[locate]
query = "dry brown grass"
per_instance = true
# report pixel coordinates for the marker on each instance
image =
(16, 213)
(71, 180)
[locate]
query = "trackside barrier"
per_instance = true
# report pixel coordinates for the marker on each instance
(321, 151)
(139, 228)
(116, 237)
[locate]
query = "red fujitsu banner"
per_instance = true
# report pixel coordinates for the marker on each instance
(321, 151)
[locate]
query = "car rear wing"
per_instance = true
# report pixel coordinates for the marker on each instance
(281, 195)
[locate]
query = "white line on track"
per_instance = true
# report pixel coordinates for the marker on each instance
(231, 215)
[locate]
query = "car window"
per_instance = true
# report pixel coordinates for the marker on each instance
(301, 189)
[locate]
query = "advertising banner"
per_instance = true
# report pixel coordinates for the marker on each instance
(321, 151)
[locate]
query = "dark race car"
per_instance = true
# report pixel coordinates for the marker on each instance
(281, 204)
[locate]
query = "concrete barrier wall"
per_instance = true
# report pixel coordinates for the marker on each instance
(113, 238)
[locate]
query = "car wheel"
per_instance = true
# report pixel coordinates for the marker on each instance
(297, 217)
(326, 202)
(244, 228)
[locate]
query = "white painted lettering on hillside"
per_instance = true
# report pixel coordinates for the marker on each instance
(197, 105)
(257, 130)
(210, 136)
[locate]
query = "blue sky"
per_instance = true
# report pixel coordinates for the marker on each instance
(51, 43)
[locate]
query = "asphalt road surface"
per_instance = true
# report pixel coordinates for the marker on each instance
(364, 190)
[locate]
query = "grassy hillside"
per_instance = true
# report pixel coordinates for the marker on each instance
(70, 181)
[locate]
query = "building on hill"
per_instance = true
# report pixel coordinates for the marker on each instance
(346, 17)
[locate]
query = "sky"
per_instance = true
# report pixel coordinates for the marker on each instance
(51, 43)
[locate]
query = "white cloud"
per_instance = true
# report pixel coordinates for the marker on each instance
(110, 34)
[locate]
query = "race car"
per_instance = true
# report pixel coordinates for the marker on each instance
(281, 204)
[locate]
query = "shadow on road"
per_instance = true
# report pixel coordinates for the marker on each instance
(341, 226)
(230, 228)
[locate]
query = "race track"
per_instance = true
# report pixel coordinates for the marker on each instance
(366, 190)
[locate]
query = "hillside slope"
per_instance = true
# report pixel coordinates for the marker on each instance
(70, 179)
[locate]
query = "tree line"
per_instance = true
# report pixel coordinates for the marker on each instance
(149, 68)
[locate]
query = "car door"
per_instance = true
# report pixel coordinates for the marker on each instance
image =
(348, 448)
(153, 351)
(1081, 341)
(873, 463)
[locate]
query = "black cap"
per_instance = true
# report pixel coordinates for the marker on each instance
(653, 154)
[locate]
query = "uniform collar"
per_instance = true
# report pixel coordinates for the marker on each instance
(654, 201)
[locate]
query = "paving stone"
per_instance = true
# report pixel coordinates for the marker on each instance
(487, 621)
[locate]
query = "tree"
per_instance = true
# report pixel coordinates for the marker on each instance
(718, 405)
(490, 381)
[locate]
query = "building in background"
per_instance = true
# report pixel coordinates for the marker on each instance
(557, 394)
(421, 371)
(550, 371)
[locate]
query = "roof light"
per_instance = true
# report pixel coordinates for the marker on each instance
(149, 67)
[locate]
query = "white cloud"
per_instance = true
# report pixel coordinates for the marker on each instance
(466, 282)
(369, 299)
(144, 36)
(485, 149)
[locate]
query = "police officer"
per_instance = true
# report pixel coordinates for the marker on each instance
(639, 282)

[WORK INSTRUCTIONS] Produce a verbatim transcription of the entries above.

[COMPLETED EXERCISE]
[locate]
query = "dry brown grass"
per_instance = true
# report pixel coordinates for the marker on each instance
image =
(16, 213)
(71, 180)
[locate]
query = "trackside barrier"
per_instance = true
# report pixel coordinates for the marker on each instance
(321, 151)
(139, 228)
(116, 237)
[locate]
query = "red fujitsu banner"
per_instance = true
# report pixel coordinates for the marker on each instance
(321, 151)
[locate]
query = "car rear wing"
per_instance = true
# report pixel coordinates for the marker on each instance
(281, 195)
[locate]
query = "white line on track"
per_instance = true
# report pixel coordinates for the marker on each instance
(231, 215)
[locate]
query = "car window"
per_instance = true
# report pixel coordinates for the marker on each instance
(301, 189)
[locate]
query = "advertising banner"
per_instance = true
# report pixel coordinates for the marker on each instance
(321, 151)
[locate]
query = "dark race car"
per_instance = true
# report pixel coordinates for the marker on each instance
(281, 204)
[locate]
query = "concrete barrier wall"
per_instance = true
# report pixel coordinates for the marker on each instance
(113, 238)
[locate]
query = "car wheel"
per_instance = true
# report pixel coordinates for the marker on each instance
(297, 217)
(326, 202)
(244, 228)
[locate]
query = "white painted lettering on hillside"
per_instance = true
# report pixel coordinates for the marker on each instance
(197, 105)
(257, 130)
(210, 136)
[locate]
query = "blue sky"
per_instance = true
# report pixel coordinates for the marker on each instance
(51, 43)
[locate]
query = "asphalt road surface"
per_instance = true
# report pixel coordinates for the marker on each instance
(364, 190)
[locate]
query = "grassy hillside"
per_instance = true
# report pixel coordinates for the marker on each instance
(70, 181)
[locate]
query = "building on hill"
per_instance = true
# report pixel coordinates for the marker on each instance
(346, 17)
[locate]
query = "sky"
per_instance = true
# report pixel coordinates for the marker on each instance
(51, 43)
[locate]
query = "white cloud"
per_instance = true
# report pixel coordinates for the marker on each instance
(110, 34)
[locate]
query = "race car"
per_instance = true
# report pixel coordinates for the marker on each instance
(281, 204)
[locate]
query = "shadow on road"
per_instance = true
# report pixel coordinates for the marker on each instance
(341, 226)
(230, 228)
[locate]
query = "race track"
per_instance = true
# report pixel coordinates for the marker on each instance
(366, 190)
[locate]
query = "hillside slope"
per_instance = true
# report pixel coordinates for the marker on each instance
(70, 179)
[locate]
query = "tree line"
per_instance = true
# report pixel coordinates for the marker on each instance
(149, 68)
[locate]
query = "car door"
per_instance = true
# report pixel coordinates for the marker on each instance
image =
(348, 448)
(153, 351)
(1081, 341)
(873, 463)
[locate]
query = "black cap"
per_instance = true
# report pixel coordinates for the marker on each instance
(653, 154)
[locate]
query = "uniform collar"
per_instance = true
# report pixel coordinates for the marker on each instance
(654, 201)
[locate]
query = "paving stone"
per_instance = true
# report pixel coordinates for the marker on each instance
(487, 621)
[locate]
query = "tree"
per_instance = true
# report pixel coordinates for the marker on each instance
(718, 405)
(490, 381)
[locate]
query = "building in background"
per_instance = true
# report pixel coordinates for the marker on each instance
(557, 394)
(421, 371)
(550, 371)
[locate]
query = "roof light"
per_instance = true
# report pixel coordinates for the marker on each instance
(149, 67)
[locate]
query = "white cloud"
per_instance = true
# report pixel coordinates for the marker on each instance
(466, 282)
(369, 299)
(144, 36)
(485, 149)
[locate]
query = "police officer"
per_instance = true
# report pixel coordinates for the marker on each instance
(639, 282)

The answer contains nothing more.